__EXERCISE__.
Write out, word for word, every line in the data below from the one containing "Target: butterfly wing" to the one containing "of the black", both of them included.

__SOURCE RECORDS__.
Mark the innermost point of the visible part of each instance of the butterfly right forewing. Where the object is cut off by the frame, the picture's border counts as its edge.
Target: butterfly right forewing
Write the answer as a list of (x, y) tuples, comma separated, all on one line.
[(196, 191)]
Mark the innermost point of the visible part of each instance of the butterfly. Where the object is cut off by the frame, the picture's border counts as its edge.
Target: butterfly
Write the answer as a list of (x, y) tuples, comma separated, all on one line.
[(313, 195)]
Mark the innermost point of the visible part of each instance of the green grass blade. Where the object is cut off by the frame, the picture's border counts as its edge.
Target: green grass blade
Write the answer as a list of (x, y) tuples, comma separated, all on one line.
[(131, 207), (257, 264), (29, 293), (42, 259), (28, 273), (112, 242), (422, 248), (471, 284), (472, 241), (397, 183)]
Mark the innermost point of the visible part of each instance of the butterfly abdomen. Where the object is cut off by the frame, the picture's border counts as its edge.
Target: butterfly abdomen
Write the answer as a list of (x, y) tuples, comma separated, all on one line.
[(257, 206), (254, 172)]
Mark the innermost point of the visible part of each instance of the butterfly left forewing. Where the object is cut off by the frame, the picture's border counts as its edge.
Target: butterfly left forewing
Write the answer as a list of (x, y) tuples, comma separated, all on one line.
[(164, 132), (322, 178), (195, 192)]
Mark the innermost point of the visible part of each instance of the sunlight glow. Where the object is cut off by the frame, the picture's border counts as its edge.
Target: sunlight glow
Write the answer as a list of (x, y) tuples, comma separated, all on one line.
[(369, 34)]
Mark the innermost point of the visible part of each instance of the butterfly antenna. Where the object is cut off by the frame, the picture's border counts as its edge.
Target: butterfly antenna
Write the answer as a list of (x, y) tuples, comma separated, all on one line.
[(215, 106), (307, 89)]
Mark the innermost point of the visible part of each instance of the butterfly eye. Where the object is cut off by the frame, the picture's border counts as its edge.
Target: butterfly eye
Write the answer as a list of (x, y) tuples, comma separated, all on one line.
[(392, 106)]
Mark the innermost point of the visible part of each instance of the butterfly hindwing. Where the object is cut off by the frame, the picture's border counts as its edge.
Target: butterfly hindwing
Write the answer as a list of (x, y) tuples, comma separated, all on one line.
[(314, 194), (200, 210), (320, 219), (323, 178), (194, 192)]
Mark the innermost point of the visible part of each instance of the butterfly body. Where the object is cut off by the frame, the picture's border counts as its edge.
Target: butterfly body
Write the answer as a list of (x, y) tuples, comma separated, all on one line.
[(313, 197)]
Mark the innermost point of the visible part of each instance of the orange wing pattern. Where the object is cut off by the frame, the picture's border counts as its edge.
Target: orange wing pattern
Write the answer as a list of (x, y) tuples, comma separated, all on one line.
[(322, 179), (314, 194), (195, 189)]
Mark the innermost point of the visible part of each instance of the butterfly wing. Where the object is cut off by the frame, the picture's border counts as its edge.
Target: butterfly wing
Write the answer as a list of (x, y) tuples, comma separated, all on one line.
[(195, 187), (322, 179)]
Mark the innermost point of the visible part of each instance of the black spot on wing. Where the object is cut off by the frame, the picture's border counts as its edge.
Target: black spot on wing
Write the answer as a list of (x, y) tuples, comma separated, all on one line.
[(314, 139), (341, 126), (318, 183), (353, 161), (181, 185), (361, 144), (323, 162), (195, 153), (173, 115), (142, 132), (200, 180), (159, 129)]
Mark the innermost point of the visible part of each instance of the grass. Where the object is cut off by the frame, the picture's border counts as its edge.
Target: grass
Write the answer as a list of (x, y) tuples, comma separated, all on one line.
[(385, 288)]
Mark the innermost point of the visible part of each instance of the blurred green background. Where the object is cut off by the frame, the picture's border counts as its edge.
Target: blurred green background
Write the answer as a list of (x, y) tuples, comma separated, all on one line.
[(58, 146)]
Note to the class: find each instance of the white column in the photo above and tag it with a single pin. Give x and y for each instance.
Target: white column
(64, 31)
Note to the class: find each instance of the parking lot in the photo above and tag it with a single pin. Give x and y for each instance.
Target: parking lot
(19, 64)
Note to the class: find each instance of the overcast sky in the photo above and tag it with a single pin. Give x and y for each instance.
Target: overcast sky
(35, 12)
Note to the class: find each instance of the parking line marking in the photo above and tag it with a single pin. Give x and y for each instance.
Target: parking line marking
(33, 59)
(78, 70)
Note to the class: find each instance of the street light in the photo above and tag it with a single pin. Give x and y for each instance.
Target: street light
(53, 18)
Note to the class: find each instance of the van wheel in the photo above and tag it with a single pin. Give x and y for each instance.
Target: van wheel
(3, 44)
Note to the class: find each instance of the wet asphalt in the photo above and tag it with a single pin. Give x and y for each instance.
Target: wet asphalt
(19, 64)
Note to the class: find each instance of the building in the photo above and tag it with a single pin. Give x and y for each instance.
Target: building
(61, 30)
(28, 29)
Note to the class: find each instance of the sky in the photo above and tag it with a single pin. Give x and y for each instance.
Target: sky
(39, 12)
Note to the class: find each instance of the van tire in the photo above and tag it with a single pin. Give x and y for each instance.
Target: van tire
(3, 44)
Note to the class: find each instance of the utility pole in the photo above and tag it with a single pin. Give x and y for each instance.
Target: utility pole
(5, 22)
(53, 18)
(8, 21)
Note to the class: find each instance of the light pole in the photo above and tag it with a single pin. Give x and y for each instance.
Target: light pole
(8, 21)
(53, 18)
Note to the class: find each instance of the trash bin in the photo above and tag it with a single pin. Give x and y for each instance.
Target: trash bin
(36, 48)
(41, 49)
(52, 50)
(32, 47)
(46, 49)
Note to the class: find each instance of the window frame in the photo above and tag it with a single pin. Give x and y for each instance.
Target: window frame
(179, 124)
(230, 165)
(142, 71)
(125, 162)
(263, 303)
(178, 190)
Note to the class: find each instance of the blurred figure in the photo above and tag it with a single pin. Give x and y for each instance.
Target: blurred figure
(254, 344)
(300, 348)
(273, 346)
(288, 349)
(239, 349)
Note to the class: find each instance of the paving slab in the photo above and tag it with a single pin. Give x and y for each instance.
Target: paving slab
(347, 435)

__YOUR RESPONSE__.
Target: butterfly wing
Write the answer as a list of (x, y) tuples, comma separated, all on one line.
[(195, 187), (322, 179)]
Mark the innermost point of the visible part of each instance of the black spot on wing. Where the object is cut off by the frame, the picture's border counts as its edge.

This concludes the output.